[Records]
◆ ◆ ◆ ◆ ◆

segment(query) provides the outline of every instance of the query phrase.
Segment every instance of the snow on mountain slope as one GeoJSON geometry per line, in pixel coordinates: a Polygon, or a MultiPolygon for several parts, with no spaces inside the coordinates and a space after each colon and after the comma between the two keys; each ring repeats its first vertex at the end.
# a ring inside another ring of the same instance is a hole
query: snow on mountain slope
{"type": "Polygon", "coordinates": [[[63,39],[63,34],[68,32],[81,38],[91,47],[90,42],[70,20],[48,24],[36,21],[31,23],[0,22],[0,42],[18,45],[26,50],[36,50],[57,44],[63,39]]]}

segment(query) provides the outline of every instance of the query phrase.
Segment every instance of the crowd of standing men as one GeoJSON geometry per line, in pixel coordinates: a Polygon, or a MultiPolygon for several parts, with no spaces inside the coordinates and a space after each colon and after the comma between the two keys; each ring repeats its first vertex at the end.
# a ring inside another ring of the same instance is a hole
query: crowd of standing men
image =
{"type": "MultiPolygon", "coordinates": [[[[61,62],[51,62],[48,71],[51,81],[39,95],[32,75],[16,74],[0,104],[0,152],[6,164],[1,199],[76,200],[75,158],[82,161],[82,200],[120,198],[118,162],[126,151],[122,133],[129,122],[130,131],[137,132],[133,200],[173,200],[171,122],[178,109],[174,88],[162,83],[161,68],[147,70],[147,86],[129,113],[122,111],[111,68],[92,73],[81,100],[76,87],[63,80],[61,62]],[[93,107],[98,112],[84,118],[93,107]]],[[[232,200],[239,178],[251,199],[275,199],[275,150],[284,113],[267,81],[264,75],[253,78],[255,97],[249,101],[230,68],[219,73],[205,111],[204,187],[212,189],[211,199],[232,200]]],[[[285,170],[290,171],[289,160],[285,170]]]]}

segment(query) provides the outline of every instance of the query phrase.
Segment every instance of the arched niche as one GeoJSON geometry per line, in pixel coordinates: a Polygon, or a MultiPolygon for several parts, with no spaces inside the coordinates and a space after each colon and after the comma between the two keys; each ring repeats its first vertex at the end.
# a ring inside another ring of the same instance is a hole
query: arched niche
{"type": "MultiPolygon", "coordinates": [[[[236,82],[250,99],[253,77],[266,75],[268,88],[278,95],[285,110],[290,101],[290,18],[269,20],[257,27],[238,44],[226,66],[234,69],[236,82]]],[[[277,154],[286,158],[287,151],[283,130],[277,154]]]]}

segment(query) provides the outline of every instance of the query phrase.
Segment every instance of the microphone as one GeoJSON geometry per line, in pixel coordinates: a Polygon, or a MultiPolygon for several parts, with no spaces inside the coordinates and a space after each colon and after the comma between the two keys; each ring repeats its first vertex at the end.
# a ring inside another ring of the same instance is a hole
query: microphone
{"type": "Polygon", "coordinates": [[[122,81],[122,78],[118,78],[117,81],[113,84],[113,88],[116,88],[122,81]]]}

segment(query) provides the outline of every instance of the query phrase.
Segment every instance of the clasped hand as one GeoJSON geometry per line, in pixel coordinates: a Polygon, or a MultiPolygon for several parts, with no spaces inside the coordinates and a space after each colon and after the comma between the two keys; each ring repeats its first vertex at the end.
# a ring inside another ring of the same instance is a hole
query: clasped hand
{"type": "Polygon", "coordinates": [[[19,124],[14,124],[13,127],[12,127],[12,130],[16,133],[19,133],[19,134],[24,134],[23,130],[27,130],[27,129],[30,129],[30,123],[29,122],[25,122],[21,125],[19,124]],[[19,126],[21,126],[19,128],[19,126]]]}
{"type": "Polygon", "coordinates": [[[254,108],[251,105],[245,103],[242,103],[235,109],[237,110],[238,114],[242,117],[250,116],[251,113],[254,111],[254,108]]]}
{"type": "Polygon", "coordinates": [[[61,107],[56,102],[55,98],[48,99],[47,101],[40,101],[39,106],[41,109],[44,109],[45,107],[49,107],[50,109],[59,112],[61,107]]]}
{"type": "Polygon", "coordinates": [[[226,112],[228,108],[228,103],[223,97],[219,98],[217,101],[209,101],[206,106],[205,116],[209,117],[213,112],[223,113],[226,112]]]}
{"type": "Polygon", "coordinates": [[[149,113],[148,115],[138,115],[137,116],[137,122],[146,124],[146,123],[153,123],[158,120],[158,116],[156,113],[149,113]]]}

◆ ◆ ◆ ◆ ◆

- Work instructions -
Return each line of the records above that contains the word "crowd". Case counts.

- Solution below -
Segment every instance of the crowd of standing men as one GeoJSON geometry per line, in pixel coordinates: a Polygon, or a MultiPolygon for several parts, with no spaces inside the coordinates and a space after each colon and after the comma between the two keys; each ring repeats its first vertex at the end.
query: crowd of standing men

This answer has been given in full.